Write the next part of the mailing-list thread about the new timeofday core subsystem, starting right after its last line.

= Passage =
════════════════════

This can be done by exporting a mask value w/ the freq value, but was
cleaner when moved into the timesource.

read(): Rather then just giving the address of the register, the read
call allows for timesource specific logic. This lets us use jiffies as a
timesource, or in cases like the ACPI PM timesource, where the register
must be read 3 times in order to ensure a correct value is latched, we
can avoid having to include that logic into the generic code, so it does
not affect systems that do not use or have that timesource.

But I doubt I'll convince you with words, so let me work on it a bit and
see if I can code around your concerns and put you at ease. You've
brought up some good issues, and I'll definitely work to resolve them!

Thanks again!
-john


2004-09-03 01:48:38

by George Anzinger

[permalink] [raw]
Subject: Re: [RFC][PATCH] new timeofday core subsystem (v.A0)

════════════════════

= Dataset excerpt =
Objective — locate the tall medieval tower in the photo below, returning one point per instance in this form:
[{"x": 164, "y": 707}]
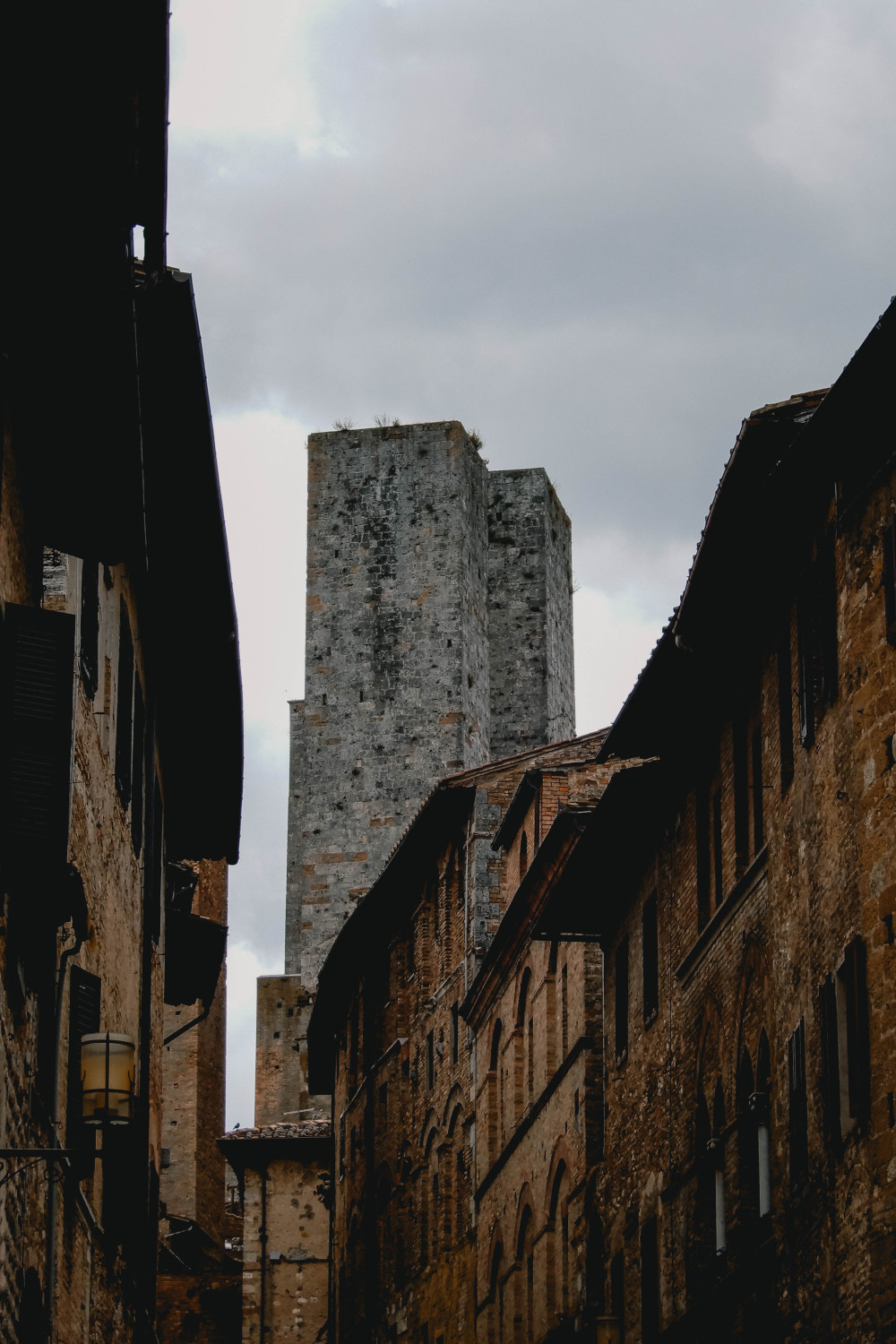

════════════════════

= Exercise result =
john stultz wrote:
> All,
> This patch implements the architecture independent portion of the time
> of day subsystem. Included is timeofday.c (which includes all the time
> of day management and accessor functions), ntp.c (which includes the ntp
> scaling code, leap second processing, and ntp kernel state machine
> code), interface definition .h files, the example jiffies timesource
> (lowest common denominator time source, mainly for use as example code)
> and minimal hooks into arch independent code.
>
> The patch does not function without minimal architecture specific hooks
> (i386 example to follow), and it can be applied to a tree without
> affecting the code.
>
> I look forward to your comments and feedback.
>
> thanks
> -john
~

> +static cycle_t jiffies_read(void)
> +{
> + cycle_t ret = get_jiffies_64();
> + return ret;
> +}
> +
> +static cycle_t jiffies_delta(cycle_t now, cycle_t then)
> +{
> + /* simple subtraction, no need to mask */
> + return now - then;
> +}

This should be inline...

> +
> +static nsec_t jiffies_cyc2ns(cycle_t cyc, cycle_t* remainder)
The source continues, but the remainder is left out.